◆ DIRECTIONS:
Extract every line of the material below verbatim, leaving the pictures out of your answer.
********************
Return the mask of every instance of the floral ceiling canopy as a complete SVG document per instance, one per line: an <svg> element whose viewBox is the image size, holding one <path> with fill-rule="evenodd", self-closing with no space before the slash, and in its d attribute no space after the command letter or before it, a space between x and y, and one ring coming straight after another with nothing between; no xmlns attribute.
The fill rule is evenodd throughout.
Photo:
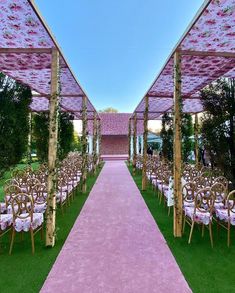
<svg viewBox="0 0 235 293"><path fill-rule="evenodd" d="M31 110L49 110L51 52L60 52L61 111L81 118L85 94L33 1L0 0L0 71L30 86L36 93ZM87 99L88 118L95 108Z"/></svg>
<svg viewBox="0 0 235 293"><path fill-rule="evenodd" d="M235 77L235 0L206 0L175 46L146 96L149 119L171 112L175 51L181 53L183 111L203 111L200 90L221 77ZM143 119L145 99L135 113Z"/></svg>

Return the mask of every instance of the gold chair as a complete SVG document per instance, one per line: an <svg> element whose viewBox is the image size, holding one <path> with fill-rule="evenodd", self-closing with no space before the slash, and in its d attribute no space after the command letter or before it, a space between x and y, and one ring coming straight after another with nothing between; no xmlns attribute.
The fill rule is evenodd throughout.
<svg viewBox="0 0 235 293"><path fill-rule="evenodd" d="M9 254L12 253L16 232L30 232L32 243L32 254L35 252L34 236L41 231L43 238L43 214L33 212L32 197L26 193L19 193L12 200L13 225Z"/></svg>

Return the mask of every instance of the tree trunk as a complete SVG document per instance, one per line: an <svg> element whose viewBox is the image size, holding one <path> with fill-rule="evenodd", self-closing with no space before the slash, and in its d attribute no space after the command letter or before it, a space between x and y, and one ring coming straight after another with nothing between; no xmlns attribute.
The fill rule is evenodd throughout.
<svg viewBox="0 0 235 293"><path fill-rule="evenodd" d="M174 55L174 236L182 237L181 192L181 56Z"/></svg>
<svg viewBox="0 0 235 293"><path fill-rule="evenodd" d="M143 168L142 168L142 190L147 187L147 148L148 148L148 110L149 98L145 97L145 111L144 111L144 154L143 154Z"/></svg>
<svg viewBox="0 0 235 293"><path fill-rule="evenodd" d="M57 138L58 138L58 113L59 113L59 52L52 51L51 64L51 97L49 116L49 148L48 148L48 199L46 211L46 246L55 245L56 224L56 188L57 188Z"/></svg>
********************
◆ RESPONSE:
Return the mask of every instance of the floral ceiling canopy as a complete SVG document per instance, one per line: an <svg> element whose viewBox is the image size, holding one <path> with fill-rule="evenodd", self-closing with no space before the slash, and in its d attribute no space after the command letter or before it, a space between x and y, and one ring coming straight after another with nothing between; no xmlns attribute.
The fill rule is evenodd throughout.
Photo:
<svg viewBox="0 0 235 293"><path fill-rule="evenodd" d="M31 110L49 110L51 52L60 52L61 111L81 118L85 94L33 1L0 0L0 71L30 86L36 93ZM87 99L88 118L95 108Z"/></svg>
<svg viewBox="0 0 235 293"><path fill-rule="evenodd" d="M235 77L235 0L206 0L175 46L146 96L149 119L171 112L175 51L181 53L183 111L203 111L200 90L221 77ZM143 119L145 99L135 113Z"/></svg>

Return the mask of every instance of the gold chair as a complete SVG document per instance, one per line: an <svg> element whose viewBox is the image size, holding one <path> with fill-rule="evenodd", self-closing with no space before the slash, and in its d attribute no space after the command letter or before it, a space between x and y, and one ring coming straight after another with nothing between; no xmlns attribute.
The fill rule is evenodd throughout.
<svg viewBox="0 0 235 293"><path fill-rule="evenodd" d="M9 254L12 253L16 232L30 232L32 243L32 254L35 252L34 236L41 231L43 238L43 214L33 212L32 197L26 193L19 193L12 200L13 225Z"/></svg>

Return the mask of every instance of the tree trunk as a complete SVG document per instance, one per line: an <svg> element whose viewBox is the image size, holding one <path> with fill-rule="evenodd", self-closing with no space before the slash, and in its d attribute no space after the command letter or before it, a space between x and y, and one ring coming straight after another with nothing between; no xmlns attribute.
The fill rule is evenodd throughout.
<svg viewBox="0 0 235 293"><path fill-rule="evenodd" d="M174 55L174 236L182 237L181 192L181 56Z"/></svg>
<svg viewBox="0 0 235 293"><path fill-rule="evenodd" d="M143 168L142 168L142 190L147 187L147 148L148 148L148 110L149 98L145 97L145 111L144 111L144 154L143 154Z"/></svg>
<svg viewBox="0 0 235 293"><path fill-rule="evenodd" d="M57 138L58 138L58 113L59 113L59 52L52 51L51 64L51 97L49 116L49 148L48 148L48 199L46 211L46 246L55 245L56 224L56 188L57 188Z"/></svg>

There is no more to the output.